KAYIP KADINLARDAN BİR PARÇA:MİHRİ MÜŞFİK

“Kim Mihri?” belgeseli afişi

Bu coğrafyalarda kadının yaptıkları Penelope’nin dokuması gibi akşam yapılır sabah sökülür diyor “Kim Bu Mihri?” belgeselinde bir kadın. Henüz yayınlanmamış olan “Kim Bu Mihri” belgeselinin fragmanı sayesinde tanıdığım Mühri Müşfik’i araştırırken çok daha fazla benimsiyorum o sözleri. Sahip çıkamadıklarımızdan, yitip gidenlerimizden biri olan Mihri’den bahsetmek istiyorum ben de bu yüzden.

Döneminin ünlü hocalarından Dr. Mehmet Rasim’in kızı olarak dünyaya gelen Mihri ailesinin konumu ötürüyle ayrıcalıklı bir sınıfa mensuptur. Küçüklüğünden beri Batılı tarzda çok yönlü bir eğitime tabi tutulan Miri belli bir süre sonra tüm odağını resim sanatına verir. Dönemin padişahı Abdülhamit tarafından eserleri fark edilir ve Mihri sarayın ressamın olan Fausto Zorna’dan ders almaya başlar.

Görev Yönergeleri -
A – Mihri Müşfik hakkındaki metinde "KAYIP KADINLARDAN BİR" ifadesinden başlayarak aşağıya doğru "de bu yüzden." ifadesine kadar uzanan bölümün tamamını birebir çoğaltınız.
B – Mihri Müşfik hakkındaki metinde yer alan "Sahip çıkamadıklarımızdan, yitip gidenlerimizden biri olan Mihri’den bahsetmek istiyorum ben de bu yüzden." cümlesini İngilizceye çeviriniz.
Veri kümesindeki malzeme, Mihri Müşfik hakkındaki metinden ayrı ve bağımsızdır.

Veri Kümesi İçeriği -
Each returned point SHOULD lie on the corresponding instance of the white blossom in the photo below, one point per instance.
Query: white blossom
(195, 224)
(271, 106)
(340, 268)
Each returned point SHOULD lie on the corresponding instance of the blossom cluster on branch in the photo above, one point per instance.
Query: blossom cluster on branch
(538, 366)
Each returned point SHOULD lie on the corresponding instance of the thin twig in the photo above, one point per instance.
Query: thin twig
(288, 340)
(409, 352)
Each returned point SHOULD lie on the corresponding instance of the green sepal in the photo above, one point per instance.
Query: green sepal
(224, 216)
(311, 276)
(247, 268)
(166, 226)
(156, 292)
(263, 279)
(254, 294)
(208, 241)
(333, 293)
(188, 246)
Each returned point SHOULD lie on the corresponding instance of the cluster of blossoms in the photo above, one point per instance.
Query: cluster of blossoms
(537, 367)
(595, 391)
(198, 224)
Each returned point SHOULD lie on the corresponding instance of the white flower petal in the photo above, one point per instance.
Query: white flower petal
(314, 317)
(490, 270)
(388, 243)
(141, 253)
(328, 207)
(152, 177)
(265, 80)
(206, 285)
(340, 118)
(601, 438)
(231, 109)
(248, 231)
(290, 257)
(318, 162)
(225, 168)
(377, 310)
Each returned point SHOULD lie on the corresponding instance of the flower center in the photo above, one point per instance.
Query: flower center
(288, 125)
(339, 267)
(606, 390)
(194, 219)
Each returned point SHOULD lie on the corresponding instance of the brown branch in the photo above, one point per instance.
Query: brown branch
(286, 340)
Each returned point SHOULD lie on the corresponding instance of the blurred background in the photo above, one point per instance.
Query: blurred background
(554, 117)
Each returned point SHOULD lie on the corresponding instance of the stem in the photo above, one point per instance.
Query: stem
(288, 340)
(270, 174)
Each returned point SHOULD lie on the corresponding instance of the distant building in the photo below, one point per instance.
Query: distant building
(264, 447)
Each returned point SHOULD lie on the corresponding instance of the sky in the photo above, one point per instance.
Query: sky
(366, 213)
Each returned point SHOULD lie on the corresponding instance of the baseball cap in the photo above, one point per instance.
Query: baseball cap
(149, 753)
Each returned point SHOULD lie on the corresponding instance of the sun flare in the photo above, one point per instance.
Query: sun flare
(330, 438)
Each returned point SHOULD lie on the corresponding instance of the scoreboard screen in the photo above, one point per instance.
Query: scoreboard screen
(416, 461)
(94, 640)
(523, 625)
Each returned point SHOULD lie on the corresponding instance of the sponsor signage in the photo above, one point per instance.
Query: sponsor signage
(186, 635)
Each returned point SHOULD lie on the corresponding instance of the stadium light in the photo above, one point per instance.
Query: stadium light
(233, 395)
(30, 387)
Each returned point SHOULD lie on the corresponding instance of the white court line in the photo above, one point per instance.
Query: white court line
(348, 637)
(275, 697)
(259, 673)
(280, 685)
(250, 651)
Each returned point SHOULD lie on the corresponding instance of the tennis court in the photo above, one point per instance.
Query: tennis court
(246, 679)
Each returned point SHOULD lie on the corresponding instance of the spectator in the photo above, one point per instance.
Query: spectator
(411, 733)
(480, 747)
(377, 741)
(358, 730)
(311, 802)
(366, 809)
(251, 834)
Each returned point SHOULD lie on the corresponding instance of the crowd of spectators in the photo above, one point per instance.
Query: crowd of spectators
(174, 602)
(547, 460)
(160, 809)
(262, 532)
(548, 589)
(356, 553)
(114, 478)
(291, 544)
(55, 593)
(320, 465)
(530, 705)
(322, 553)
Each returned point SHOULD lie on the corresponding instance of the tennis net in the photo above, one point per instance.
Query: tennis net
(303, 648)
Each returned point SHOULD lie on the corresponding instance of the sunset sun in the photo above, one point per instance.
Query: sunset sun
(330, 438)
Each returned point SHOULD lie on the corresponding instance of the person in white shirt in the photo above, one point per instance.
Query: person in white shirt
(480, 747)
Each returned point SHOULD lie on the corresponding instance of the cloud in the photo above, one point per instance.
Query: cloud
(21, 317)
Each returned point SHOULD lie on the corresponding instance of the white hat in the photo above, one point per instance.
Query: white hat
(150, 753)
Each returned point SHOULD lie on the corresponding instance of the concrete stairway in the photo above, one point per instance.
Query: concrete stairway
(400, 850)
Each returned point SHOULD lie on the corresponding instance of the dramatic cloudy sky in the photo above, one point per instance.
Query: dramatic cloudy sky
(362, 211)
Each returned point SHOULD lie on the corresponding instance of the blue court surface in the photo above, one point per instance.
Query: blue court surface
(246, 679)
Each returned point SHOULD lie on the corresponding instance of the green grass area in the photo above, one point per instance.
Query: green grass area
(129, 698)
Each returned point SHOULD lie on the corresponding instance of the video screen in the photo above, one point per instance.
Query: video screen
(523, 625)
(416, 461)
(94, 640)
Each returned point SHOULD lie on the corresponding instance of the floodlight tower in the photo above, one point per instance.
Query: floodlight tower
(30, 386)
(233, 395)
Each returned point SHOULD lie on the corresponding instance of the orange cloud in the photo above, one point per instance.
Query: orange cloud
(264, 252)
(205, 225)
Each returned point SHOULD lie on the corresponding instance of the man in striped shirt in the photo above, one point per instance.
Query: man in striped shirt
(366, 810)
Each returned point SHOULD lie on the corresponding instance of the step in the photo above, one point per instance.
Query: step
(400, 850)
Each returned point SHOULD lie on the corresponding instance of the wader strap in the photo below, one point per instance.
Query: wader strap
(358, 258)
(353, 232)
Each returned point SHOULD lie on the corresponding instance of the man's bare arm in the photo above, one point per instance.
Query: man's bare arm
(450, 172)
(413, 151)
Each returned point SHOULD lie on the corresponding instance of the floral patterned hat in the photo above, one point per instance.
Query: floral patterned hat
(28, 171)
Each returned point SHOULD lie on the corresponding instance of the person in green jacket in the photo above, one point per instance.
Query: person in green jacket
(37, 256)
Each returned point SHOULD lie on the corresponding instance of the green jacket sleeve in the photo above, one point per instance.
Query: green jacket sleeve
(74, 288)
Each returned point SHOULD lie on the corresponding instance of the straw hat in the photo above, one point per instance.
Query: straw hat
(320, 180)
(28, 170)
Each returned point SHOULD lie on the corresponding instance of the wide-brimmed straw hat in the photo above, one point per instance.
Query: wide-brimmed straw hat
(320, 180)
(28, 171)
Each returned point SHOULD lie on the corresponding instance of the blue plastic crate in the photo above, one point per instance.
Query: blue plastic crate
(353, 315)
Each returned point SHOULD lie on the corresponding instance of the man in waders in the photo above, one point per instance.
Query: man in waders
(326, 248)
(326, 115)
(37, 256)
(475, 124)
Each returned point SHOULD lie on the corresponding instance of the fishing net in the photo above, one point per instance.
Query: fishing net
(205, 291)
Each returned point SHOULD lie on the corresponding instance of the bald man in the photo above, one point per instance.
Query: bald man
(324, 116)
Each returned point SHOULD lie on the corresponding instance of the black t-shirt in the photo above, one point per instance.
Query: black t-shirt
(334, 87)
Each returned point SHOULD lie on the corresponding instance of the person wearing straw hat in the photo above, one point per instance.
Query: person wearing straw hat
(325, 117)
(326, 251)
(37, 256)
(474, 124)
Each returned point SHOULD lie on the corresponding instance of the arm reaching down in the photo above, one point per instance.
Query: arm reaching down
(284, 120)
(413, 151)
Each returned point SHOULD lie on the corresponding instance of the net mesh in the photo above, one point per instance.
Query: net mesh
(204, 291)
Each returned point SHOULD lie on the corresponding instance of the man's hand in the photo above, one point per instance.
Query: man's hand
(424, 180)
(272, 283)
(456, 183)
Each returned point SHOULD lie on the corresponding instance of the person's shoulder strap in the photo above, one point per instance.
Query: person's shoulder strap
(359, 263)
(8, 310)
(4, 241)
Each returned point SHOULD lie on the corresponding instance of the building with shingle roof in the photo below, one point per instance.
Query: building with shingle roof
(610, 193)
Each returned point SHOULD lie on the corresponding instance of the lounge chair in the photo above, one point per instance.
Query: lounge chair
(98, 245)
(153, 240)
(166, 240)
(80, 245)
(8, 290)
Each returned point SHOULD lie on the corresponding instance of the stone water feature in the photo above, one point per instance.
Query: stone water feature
...
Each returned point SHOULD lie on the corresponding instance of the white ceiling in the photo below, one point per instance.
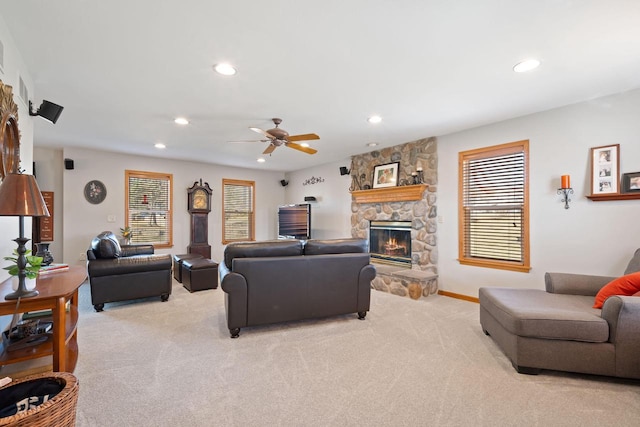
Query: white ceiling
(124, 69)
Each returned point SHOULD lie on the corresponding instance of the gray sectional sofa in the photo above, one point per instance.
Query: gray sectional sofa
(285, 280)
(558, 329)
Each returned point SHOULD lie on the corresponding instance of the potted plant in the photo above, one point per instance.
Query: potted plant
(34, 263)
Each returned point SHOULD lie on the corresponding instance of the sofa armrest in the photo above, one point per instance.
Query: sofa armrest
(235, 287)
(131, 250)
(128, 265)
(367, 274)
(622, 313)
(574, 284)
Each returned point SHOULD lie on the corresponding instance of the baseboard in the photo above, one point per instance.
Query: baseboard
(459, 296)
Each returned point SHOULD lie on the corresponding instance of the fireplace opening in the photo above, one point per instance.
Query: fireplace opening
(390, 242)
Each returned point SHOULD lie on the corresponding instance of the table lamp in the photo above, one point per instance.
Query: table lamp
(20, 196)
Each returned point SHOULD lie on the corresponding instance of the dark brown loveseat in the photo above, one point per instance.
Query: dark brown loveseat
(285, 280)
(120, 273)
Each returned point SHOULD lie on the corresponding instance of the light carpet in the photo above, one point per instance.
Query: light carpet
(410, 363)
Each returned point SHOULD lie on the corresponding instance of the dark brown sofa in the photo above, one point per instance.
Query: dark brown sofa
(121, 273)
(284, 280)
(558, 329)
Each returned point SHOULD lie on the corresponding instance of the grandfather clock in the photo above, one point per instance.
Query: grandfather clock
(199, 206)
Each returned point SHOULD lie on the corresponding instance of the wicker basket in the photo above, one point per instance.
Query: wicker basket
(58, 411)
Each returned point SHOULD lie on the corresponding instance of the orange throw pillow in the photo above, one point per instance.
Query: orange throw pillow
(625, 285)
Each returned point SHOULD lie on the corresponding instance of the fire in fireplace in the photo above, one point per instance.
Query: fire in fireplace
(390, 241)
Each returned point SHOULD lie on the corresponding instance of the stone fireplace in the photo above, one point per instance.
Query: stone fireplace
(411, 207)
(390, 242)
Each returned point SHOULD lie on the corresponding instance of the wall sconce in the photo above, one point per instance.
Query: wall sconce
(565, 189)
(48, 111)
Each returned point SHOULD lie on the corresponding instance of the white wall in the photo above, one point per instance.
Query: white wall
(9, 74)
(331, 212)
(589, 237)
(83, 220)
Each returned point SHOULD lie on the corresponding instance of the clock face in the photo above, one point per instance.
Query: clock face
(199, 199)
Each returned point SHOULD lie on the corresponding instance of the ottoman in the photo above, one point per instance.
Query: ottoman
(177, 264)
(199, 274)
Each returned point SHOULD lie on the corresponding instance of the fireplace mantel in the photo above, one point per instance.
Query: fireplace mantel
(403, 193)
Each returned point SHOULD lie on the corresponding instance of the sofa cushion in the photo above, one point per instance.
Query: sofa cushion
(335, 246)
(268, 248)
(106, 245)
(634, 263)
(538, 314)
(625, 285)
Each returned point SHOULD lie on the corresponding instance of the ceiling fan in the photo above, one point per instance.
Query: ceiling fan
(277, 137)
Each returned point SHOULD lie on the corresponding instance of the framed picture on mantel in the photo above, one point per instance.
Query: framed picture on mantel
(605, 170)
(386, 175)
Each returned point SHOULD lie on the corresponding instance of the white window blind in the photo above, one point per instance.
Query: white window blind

Alıştırma Yanıtları -
A –
KAYIP KADINLARDAN BİR PARÇA:MİHRİ MÜŞFİK

“Kim Mihri?” belgeseli afişi

Bu coğrafyalarda kadının yaptıkları Penelope’nin dokuması gibi akşam yapılır sabah sökülür diyor “Kim Bu Mihri?” belgeselinde bir kadın. Henüz yayınlanmamış olan “Kim Bu Mihri” belgeselinin fragmanı sayesinde tanıdığım Mühri Müşfik’i araştırırken çok daha fazla benimsiyorum o sözleri. Sahip çıkamadıklarımızdan, yitip gidenlerimizden biri olan Mihri’den bahsetmek istiyorum ben de bu yüzden.

B – That is why I, too, want to talk about Mihri, one of those we failed to stand up for, one of those we have lost.